### [Directive]
Convert the lines of the entries below into a Markdown table with two columns, Row and Line, numbering each line in order and omitting blank lines.

### [Entries shown]
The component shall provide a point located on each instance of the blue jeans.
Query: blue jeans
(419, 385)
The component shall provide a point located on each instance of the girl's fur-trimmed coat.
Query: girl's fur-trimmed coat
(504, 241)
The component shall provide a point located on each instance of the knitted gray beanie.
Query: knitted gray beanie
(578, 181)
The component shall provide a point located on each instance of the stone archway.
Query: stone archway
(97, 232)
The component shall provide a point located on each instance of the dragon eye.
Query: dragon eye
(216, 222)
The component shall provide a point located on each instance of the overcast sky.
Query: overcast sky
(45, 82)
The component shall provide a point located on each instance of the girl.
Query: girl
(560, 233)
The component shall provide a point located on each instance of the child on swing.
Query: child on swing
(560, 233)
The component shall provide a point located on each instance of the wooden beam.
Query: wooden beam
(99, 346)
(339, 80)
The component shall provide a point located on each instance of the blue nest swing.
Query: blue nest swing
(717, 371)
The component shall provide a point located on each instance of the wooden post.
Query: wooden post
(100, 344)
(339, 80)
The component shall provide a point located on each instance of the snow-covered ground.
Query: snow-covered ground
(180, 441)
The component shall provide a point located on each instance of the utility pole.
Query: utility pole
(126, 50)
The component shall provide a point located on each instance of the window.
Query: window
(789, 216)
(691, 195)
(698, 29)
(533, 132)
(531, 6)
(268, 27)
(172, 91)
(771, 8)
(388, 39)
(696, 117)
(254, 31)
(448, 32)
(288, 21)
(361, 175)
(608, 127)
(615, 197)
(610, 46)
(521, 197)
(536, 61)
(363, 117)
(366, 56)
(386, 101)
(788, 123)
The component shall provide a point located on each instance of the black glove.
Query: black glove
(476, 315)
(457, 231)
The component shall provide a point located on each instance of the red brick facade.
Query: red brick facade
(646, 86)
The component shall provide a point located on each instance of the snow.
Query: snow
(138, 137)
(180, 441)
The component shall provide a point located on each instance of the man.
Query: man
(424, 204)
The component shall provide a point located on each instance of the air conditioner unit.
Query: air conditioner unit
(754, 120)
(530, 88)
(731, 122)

### [Written solution]
| Row | Line |
|---|---|
| 1 | The component shall provide a point located on each instance of the blue jeans. |
| 2 | Query: blue jeans |
| 3 | (419, 385) |
| 4 | The component shall provide a point located on each instance of the girl's fur-trimmed coat. |
| 5 | Query: girl's fur-trimmed coat |
| 6 | (504, 241) |
| 7 | The component shall provide a point located on each instance of the knitted gray beanie. |
| 8 | Query: knitted gray beanie |
| 9 | (578, 181) |
| 10 | The component shall provide a point located on each instance of the stone archway. |
| 11 | Query: stone archway |
| 12 | (97, 232) |
| 13 | The component shall provide a point located on each instance of the dragon eye. |
| 14 | Query: dragon eye |
| 15 | (216, 222) |
| 16 | The component shall provide a point located on each instance of the overcast sky. |
| 17 | Query: overcast sky |
| 18 | (45, 82) |
| 19 | The component shall provide a point located on each instance of the girl. |
| 20 | Query: girl |
| 21 | (560, 233) |
| 22 | The component shall provide a point located on each instance of the child on swing. |
| 23 | Query: child on swing |
| 24 | (560, 233) |
| 25 | The component shall provide a point located on each instance of the wooden beam. |
| 26 | Query: wooden beam |
| 27 | (99, 346) |
| 28 | (339, 80) |
| 29 | The component shall provide a point located on each instance of the blue nest swing. |
| 30 | Query: blue nest swing |
| 31 | (717, 371) |
| 32 | The component shall provide a point located on each instance of the wooden post. |
| 33 | Query: wooden post |
| 34 | (100, 344) |
| 35 | (339, 80) |
| 36 | The component shall provide a point located on each instance of the snow-covered ground. |
| 37 | Query: snow-covered ground |
| 38 | (180, 441) |
| 39 | The component shall provide a point located on each instance of the utility pole. |
| 40 | Query: utility pole |
| 41 | (126, 50) |
| 42 | The component shall provide a point located on each instance of the window. |
| 43 | Query: window |
| 44 | (789, 216) |
| 45 | (691, 195) |
| 46 | (698, 29) |
| 47 | (533, 132) |
| 48 | (531, 6) |
| 49 | (268, 27) |
| 50 | (172, 91) |
| 51 | (771, 8) |
| 52 | (388, 39) |
| 53 | (696, 117) |
| 54 | (254, 31) |
| 55 | (448, 32) |
| 56 | (288, 21) |
| 57 | (361, 175) |
| 58 | (608, 127) |
| 59 | (615, 197) |
| 60 | (610, 46) |
| 61 | (521, 197) |
| 62 | (536, 61) |
| 63 | (363, 117) |
| 64 | (366, 56) |
| 65 | (386, 101) |
| 66 | (788, 123) |
| 67 | The component shall provide a point located on each instance of the black glove. |
| 68 | Query: black glove |
| 69 | (476, 315) |
| 70 | (457, 231) |
| 71 | The component shall provide a point located on each instance of the red brick facade. |
| 72 | Query: red brick facade |
| 73 | (646, 86) |
| 74 | The component shall provide a point located on each instance of the snow. |
| 75 | Query: snow |
| 76 | (138, 137) |
| 77 | (180, 441) |
| 78 | The component shall provide a point located on each instance of the man. |
| 79 | Query: man |
| 80 | (424, 204) |
| 81 | The component shall provide a point located on each instance of the air conditioner unit. |
| 82 | Query: air conditioner unit |
| 83 | (754, 120) |
| 84 | (530, 88) |
| 85 | (731, 122) |